* _Exercise prompt_:
The line containing "top in the photo above." marks where to begin; quote it and every line after it through the end of the data, exactly as written.

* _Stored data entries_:

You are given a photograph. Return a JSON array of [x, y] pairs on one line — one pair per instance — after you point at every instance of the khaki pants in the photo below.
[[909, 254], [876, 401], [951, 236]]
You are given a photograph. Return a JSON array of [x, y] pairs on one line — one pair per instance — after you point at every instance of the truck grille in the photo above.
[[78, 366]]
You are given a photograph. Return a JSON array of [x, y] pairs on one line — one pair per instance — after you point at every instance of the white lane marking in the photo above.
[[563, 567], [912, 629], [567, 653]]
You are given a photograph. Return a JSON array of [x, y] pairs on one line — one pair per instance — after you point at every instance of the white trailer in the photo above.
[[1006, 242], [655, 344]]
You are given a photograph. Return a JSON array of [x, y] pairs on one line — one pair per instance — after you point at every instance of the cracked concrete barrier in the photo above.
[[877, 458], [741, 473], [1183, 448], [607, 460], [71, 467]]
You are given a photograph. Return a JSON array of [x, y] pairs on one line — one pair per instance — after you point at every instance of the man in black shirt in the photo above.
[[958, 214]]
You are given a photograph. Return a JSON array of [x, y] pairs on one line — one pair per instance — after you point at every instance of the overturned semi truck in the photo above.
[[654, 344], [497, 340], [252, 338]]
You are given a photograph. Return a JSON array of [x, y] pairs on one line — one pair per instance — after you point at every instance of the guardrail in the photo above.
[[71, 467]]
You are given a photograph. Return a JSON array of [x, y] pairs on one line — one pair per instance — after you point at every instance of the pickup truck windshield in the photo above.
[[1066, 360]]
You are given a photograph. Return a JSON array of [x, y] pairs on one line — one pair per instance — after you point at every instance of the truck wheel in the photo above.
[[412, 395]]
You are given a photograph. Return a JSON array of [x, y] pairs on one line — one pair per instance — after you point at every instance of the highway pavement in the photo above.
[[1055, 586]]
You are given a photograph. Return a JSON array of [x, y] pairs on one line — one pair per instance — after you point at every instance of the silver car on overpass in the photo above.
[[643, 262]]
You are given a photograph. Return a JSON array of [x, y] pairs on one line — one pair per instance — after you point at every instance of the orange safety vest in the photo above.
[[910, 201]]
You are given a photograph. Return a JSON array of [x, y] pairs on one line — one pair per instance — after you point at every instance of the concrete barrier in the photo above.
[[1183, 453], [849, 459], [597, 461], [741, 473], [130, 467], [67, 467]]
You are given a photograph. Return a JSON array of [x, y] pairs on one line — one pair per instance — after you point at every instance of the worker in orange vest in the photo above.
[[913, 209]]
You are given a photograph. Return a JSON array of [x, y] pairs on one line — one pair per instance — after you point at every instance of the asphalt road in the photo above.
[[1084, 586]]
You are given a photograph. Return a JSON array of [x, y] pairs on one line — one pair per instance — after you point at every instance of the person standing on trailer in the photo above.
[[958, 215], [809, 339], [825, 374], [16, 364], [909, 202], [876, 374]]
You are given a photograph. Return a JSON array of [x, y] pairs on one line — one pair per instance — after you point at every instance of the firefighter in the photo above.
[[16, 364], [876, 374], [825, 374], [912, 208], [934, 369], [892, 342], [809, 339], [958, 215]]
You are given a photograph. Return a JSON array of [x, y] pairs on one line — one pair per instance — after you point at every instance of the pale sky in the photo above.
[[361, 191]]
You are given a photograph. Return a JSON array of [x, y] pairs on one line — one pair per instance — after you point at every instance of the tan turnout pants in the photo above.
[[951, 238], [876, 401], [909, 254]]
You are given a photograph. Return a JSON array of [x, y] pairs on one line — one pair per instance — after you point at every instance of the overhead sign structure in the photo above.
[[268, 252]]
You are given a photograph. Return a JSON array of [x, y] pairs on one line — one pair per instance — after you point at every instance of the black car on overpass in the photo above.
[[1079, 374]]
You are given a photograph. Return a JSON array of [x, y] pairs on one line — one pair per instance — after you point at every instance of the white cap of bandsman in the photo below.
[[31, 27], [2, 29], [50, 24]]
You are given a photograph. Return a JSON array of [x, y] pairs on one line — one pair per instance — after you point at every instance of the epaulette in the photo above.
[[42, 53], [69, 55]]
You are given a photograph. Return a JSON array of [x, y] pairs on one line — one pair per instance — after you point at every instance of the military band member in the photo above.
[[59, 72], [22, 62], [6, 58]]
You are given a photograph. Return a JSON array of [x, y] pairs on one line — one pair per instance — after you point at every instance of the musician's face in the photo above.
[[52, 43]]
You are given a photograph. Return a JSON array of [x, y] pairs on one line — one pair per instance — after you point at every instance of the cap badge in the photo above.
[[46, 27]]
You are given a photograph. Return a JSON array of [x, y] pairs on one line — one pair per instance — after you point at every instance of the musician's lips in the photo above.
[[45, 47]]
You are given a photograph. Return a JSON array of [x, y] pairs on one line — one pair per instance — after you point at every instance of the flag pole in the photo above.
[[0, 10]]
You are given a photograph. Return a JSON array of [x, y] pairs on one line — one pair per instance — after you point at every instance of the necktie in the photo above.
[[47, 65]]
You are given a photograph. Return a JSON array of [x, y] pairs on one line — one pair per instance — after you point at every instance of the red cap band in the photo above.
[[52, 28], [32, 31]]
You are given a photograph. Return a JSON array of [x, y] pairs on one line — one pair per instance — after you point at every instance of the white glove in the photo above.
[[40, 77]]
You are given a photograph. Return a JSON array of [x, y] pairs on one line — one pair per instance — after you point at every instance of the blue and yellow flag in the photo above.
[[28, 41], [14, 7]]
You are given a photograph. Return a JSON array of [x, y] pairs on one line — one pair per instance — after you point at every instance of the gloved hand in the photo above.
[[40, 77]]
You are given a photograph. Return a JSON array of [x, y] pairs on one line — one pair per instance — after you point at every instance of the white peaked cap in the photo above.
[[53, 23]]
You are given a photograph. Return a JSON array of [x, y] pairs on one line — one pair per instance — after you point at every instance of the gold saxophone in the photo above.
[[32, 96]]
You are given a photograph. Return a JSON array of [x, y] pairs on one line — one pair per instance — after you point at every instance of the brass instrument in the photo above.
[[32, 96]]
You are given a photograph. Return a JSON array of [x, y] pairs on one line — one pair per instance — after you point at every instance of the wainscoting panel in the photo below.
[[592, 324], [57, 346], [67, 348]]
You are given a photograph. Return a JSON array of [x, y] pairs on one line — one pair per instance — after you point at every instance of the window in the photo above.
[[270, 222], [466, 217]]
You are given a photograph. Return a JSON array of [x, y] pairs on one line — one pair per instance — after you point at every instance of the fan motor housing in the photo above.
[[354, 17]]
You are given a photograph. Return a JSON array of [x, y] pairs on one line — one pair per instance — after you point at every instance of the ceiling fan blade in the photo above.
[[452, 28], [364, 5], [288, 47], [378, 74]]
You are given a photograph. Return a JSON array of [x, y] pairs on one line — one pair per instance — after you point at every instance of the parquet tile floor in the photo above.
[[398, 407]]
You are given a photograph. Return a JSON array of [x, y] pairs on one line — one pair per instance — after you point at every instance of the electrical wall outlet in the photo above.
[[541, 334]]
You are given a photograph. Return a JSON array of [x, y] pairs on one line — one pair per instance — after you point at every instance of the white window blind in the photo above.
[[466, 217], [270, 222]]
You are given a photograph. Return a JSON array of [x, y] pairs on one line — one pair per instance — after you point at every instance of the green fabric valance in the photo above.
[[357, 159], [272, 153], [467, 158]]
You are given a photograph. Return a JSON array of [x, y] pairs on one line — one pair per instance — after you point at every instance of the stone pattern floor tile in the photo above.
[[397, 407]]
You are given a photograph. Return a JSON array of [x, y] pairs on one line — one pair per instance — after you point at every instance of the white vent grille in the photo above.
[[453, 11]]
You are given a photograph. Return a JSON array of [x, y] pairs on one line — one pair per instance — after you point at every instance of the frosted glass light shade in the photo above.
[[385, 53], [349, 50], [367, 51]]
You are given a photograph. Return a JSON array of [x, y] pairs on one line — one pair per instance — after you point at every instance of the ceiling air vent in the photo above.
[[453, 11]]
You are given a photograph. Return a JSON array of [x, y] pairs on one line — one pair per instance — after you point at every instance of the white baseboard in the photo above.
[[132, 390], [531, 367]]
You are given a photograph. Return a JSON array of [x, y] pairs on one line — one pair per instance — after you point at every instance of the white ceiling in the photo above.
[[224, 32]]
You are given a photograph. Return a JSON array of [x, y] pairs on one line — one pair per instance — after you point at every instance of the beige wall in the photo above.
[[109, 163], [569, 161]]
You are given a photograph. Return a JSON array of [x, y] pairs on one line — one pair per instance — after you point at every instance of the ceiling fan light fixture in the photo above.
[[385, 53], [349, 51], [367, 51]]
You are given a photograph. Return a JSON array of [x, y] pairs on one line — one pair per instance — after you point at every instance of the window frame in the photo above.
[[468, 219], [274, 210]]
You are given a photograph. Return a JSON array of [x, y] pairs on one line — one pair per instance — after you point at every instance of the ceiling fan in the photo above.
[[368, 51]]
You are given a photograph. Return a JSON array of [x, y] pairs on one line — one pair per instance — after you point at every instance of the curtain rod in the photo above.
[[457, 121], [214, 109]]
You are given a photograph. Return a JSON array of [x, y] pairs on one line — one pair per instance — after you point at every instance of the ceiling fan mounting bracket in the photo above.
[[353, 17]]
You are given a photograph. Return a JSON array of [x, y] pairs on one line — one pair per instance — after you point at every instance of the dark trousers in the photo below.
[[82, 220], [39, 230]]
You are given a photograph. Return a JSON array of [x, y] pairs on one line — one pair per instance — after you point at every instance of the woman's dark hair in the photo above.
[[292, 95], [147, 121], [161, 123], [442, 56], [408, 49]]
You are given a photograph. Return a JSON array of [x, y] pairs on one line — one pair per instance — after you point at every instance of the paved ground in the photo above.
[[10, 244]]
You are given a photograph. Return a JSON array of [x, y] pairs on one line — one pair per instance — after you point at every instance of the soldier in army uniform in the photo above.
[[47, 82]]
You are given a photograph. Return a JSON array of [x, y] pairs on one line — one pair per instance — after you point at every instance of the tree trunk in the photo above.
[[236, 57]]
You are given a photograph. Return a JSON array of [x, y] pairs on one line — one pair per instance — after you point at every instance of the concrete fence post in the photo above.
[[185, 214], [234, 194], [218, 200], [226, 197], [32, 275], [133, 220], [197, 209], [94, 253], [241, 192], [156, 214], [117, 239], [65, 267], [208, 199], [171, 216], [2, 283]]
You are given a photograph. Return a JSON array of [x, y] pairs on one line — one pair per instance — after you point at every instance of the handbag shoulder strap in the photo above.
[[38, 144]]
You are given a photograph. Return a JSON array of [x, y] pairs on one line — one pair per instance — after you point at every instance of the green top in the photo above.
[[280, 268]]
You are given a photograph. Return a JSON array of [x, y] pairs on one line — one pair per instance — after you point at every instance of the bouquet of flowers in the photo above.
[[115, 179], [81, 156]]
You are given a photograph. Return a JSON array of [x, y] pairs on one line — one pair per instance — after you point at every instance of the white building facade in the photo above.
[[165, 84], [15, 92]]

* _Response for this exercise_:
You are given a photograph. Return a JSON array of [x, y] pairs on one line — one pair per instance — after you point at every instance of the green top in the photo above.
[[280, 268]]
You are given a photograph. Return a JSON array of [x, y] pairs on one line — one pair per instance — after you point at every instance of the bouquet of flowers in the photo above.
[[115, 179], [81, 156]]
You are given a photograph. Return a JSON array of [x, y] pairs on one line — one pair per instance — after you point at every instance of the white building facade in the photo above.
[[165, 84], [15, 92]]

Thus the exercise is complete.